▶ [TRY IT] Please output every line of the material as it stands, without the pictures.

::: RECORDS PROVIDED

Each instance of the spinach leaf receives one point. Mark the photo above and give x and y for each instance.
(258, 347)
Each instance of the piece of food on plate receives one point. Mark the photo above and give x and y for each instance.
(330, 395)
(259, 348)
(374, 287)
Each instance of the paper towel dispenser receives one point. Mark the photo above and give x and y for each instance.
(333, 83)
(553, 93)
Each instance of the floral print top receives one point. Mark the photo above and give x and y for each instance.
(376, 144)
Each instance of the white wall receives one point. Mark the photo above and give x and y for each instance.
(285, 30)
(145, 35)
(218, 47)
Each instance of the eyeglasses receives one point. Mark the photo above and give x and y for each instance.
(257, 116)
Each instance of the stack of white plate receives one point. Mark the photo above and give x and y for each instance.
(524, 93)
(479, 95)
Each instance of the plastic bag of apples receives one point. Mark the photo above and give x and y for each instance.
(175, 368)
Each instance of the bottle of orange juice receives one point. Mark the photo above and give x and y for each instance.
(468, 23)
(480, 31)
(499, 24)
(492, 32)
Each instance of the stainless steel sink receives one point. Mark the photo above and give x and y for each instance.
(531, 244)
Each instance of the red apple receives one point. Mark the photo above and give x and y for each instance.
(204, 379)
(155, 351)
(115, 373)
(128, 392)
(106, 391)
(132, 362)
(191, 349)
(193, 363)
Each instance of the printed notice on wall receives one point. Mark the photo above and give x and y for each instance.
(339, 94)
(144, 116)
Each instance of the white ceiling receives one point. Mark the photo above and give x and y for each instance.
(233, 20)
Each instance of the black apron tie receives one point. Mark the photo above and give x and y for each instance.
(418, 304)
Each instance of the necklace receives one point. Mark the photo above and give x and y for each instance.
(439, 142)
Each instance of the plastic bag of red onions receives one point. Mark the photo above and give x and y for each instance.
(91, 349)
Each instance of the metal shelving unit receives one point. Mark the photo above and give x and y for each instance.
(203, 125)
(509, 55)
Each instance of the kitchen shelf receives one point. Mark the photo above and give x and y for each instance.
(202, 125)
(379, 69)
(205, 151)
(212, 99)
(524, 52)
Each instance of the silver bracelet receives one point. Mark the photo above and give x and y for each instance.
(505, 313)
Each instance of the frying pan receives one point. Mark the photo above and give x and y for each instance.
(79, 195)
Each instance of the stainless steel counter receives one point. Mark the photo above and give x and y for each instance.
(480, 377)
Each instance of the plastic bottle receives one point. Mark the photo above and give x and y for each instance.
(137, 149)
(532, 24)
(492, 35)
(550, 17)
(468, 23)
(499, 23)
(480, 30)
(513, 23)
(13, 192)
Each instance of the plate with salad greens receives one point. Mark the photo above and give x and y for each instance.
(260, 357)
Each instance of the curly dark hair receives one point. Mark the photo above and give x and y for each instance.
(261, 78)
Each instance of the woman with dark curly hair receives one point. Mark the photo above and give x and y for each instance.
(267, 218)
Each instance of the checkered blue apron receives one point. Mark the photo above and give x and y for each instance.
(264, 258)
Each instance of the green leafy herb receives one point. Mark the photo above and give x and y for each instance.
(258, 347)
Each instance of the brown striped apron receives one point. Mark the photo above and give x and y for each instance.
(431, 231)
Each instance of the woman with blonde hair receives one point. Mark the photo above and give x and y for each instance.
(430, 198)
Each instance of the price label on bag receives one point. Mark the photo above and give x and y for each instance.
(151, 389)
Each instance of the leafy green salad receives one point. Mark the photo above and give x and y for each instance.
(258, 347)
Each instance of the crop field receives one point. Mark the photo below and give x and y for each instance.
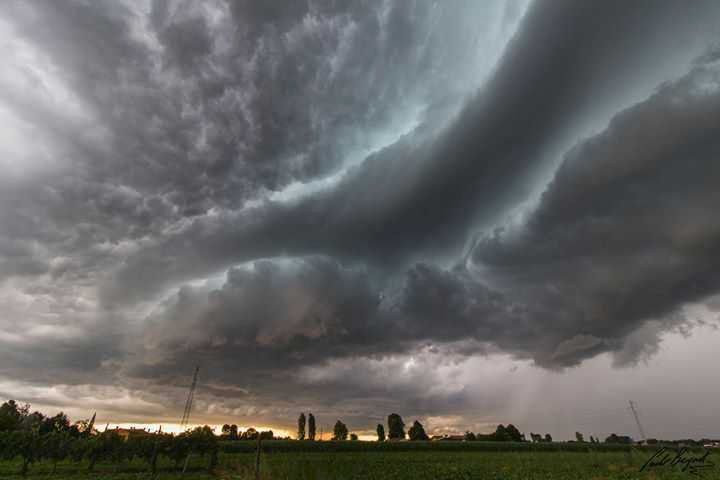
(370, 460)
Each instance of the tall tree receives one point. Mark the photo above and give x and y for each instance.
(396, 427)
(11, 415)
(513, 434)
(301, 427)
(381, 432)
(311, 426)
(417, 432)
(340, 431)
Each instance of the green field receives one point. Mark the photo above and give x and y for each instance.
(369, 460)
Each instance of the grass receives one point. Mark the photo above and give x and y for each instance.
(365, 460)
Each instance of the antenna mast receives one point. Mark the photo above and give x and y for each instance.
(188, 402)
(637, 420)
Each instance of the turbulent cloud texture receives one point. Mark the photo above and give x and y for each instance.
(297, 194)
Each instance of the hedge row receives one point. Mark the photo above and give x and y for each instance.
(270, 446)
(106, 447)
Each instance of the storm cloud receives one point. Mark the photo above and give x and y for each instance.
(288, 192)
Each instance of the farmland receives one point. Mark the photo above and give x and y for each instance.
(402, 460)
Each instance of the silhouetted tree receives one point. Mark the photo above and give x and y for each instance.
(249, 434)
(614, 438)
(301, 427)
(340, 431)
(381, 432)
(396, 427)
(513, 434)
(11, 415)
(311, 426)
(501, 434)
(417, 432)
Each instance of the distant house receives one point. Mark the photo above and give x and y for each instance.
(126, 433)
(448, 438)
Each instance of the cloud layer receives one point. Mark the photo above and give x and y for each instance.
(289, 193)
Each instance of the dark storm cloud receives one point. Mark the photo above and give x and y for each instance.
(626, 231)
(426, 193)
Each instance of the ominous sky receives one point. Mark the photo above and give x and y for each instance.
(467, 212)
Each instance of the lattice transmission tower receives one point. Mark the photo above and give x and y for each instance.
(188, 402)
(637, 421)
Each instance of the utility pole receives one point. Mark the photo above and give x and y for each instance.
(637, 421)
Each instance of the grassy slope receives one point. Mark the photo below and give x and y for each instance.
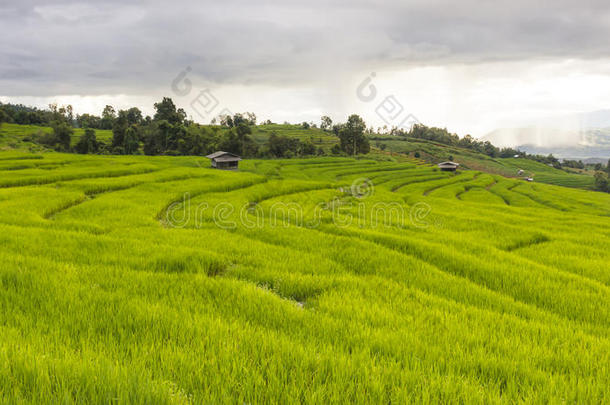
(11, 136)
(471, 288)
(506, 167)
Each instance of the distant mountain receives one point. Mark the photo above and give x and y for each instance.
(577, 136)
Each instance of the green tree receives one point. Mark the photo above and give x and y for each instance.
(87, 143)
(108, 117)
(63, 134)
(119, 128)
(3, 117)
(326, 123)
(166, 111)
(352, 138)
(131, 141)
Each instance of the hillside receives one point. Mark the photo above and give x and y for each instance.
(159, 280)
(16, 137)
(508, 167)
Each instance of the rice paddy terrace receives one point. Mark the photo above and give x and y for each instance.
(160, 280)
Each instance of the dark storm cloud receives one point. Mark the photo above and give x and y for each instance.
(120, 47)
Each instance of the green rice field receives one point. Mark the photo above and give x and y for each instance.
(133, 279)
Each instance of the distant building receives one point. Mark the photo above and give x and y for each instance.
(448, 166)
(224, 160)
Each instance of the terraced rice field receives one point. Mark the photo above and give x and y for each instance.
(159, 280)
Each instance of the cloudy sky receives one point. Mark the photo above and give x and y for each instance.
(470, 66)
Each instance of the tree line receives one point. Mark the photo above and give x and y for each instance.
(169, 132)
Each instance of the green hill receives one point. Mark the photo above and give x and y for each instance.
(138, 279)
(19, 137)
(509, 167)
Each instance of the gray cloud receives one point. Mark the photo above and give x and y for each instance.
(117, 47)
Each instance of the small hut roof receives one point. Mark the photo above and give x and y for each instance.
(221, 156)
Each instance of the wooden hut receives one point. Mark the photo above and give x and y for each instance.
(224, 160)
(448, 166)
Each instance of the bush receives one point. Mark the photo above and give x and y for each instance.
(87, 143)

::::::

▶ [WRITTEN SOLUTION]
Each instance of the spinach leaf receives one point. Mark the photo above and give x and y for each instance.
(258, 347)
Each instance of the piece of food on plate receives one point. Mark the photo above and give x and y for each instance.
(330, 395)
(259, 348)
(374, 287)
Each instance of the paper towel dispenser receives one point. Mark the photo above and give x and y for each instance.
(333, 83)
(553, 93)
Each instance of the floral print top receives one point. Mark the photo above and give x and y for each instance.
(376, 144)
Each instance of the white wall receives one point. Mark the photo above and give x and y for each instance.
(285, 30)
(145, 35)
(218, 47)
Each instance of the eyeglasses receives one point. Mark the photo above and give x and y for each instance.
(257, 116)
Each instance of the stack of white plate receives one point. Mark the photo above and give x and y for each instance.
(524, 93)
(479, 95)
Each instance of the plastic bag of apples receives one point. Mark the photo above and give x and y for each instance.
(175, 368)
Each instance of the bottle of orange juice receives one point. Mark the photo above and give x and y for each instance.
(468, 23)
(480, 31)
(499, 24)
(492, 32)
Each instance of the stainless steel sink receives one point. Mark the photo above and give x and y for each instance.
(531, 244)
Each instance of the red apple receives one point. Mark the photo above and give x and y for each instance.
(204, 379)
(155, 351)
(115, 373)
(128, 392)
(106, 391)
(132, 362)
(191, 349)
(193, 363)
Each instance of the printed notice on wall receives one point. Mark the photo above and give x and y for each instance.
(339, 94)
(144, 116)
Each instance of the white ceiling receives one point. Mark the photo above and give x and y for each instance.
(233, 20)
Each instance of the black apron tie receives one point. Mark the photo above and give x and y for each instance.
(418, 304)
Each instance of the necklace receives one point. Mark the photo above and give x and y for each instance.
(439, 142)
Each instance of the plastic bag of red onions receives one point. Mark the photo above and give x and y for each instance.
(91, 349)
Each instance of the metal shelving unit receives one point. Mark the photo above and give x and y for each instance.
(203, 125)
(509, 55)
Each instance of the kitchen shelf receives one point. Mark the photo above and give x and y for each instance.
(202, 125)
(379, 69)
(205, 151)
(212, 99)
(524, 52)
Each instance of the silver bracelet receives one point. Mark the photo above and give x and y for each instance.
(505, 313)
Each instance of the frying pan receives one point. Mark the photo above and give x and y for each instance.
(79, 195)
Each instance of the stainless steel counter receives one point. Mark the photo above and give x and y for each instance.
(480, 377)
Each instance of the plastic bottle receives one point. Mark the photo above and give x and y for each instance.
(137, 149)
(532, 24)
(492, 35)
(550, 17)
(468, 23)
(499, 23)
(480, 30)
(513, 23)
(13, 192)
Each instance of the plate with salad greens receives one point. Mark the photo above and give x and y for each instance.
(260, 357)
Each instance of the curly dark hair receives one point. Mark the photo above and give x and y for each instance.
(261, 78)
Each instance of the woman with dark curly hair receives one point. Mark the photo above and give x and y for each instance.
(267, 218)
Each instance of the checkered blue apron receives one point. Mark the photo above and give x and y for each instance.
(264, 258)
Each instance of the green leafy herb receives one point. Mark the photo above and give x and y for each instance.
(258, 347)
Each instance of the brown striped apron receives one point. Mark the photo above and give x and y for each instance.
(431, 231)
Each instance of the woman with blonde hair receives one point. Mark the photo above and give x and y for each instance.
(430, 198)
Each instance of the price label on bag receives one point. Mark the photo above and give x and y for each instance.
(151, 389)
Each instance of the leafy green salad receives one point. Mark the photo above and give x and y for each instance.
(258, 347)
Each instance of the crop field receives one point. Mark the photo below and give x and y for each instance.
(370, 460)
Each instance of the tall tree receives one point. Mark the photo above and give x and y for each instance.
(396, 427)
(11, 415)
(513, 434)
(301, 427)
(381, 432)
(311, 426)
(417, 432)
(340, 431)
Each instance of the green field receives one point. Mark the photo above and give x and y for each instance.
(369, 460)
Each instance of the grass receives one point. Mark the photo above and give x and y for each instance.
(365, 460)
Each instance of the antenna mast receives one point. Mark the photo above and give x and y for each instance.
(188, 402)
(637, 420)
Each instance of the turbulent cloud texture receives one point. Mark the photo above and give x and y for each instance.
(297, 194)
Each instance of the hedge row receives one point. Mark the photo above and give x and y for each instance.
(270, 446)
(106, 447)
Each instance of the storm cloud receives one point. Mark the photo above and give x and y for each instance.
(288, 192)
Each instance of the farmland receives one point. Mark the photo above and give x and y for each instance.
(402, 460)
Each instance of the silhouetted tree receives one point. Mark the photo above and give x and y for each instance.
(249, 434)
(614, 438)
(301, 427)
(340, 431)
(381, 432)
(396, 427)
(513, 434)
(11, 415)
(311, 426)
(501, 434)
(417, 432)
Each instance of the distant house receives one point. Mark the photo above and give x and y for each instance.
(126, 433)
(448, 438)
Each instance of the cloud layer receives one point. Mark the photo above and give x and y for each instance.
(289, 193)
Each instance of the dark storm cloud receives one point. Mark the photo above and give x and y for each instance.
(626, 231)
(426, 193)
Each instance of the ominous sky receives one point. Mark the photo above and give x and y for each instance.
(467, 212)
Each instance of the lattice transmission tower receives one point. Mark the photo above and give x and y for each instance.
(188, 402)
(637, 421)
Each instance of the utility pole receives one point. Mark the photo above and give x and y for each instance.
(637, 421)
Each instance of the grassy slope receives one point. Mark the photo below and give x and y for each instance.
(11, 136)
(471, 288)
(506, 167)
Each instance of the distant mountain receives one point. Mark the photo above and give x and y for each instance.
(577, 136)
Each instance of the green tree receives one point. Mark the photo above and give x and y for each instance.
(87, 143)
(108, 117)
(63, 134)
(119, 128)
(3, 117)
(326, 123)
(166, 111)
(352, 138)
(131, 141)
Each instance of the hillside receives one point. Mark the photo above and give x and y for each instance.
(159, 280)
(16, 137)
(508, 167)
Each instance of the rice paddy terrace receives one point. Mark the photo above and give x and y for each instance.
(160, 280)
Each instance of the dark storm cloud receives one point. Mark the photo above and give x and y for each instance.
(120, 47)
Each instance of the green rice field receives one point. Mark the photo above and give x and y for each instance.
(133, 279)
Each instance of the distant building receives one point. Mark the photo above and give x and y for each instance.
(448, 166)
(224, 160)
Each instance of the terraced rice field receives one point. Mark the photo above and give x and y for each instance.
(159, 280)
Each instance of the cloudy sky receives one point. Mark the photo above and give x and y for each instance.
(470, 66)
Each instance of the tree line receives one point. Mark the photo above and give x and y for each instance.
(169, 132)
Each instance of the green hill receives one point. Mark the photo above and give x and y for each instance.
(138, 279)
(19, 137)
(509, 167)
Each instance of the gray cloud receives one point. Mark the photo above and give x and y for each instance.
(117, 47)
Each instance of the small hut roof receives one point. Mark the photo above and give x and y for each instance.
(221, 156)
Each instance of the wooden hut receives one point. Mark the photo above and give x and y for each instance.
(224, 160)
(448, 166)
Each instance of the bush receives one point. Mark the photo above and give x and y for each instance.
(87, 143)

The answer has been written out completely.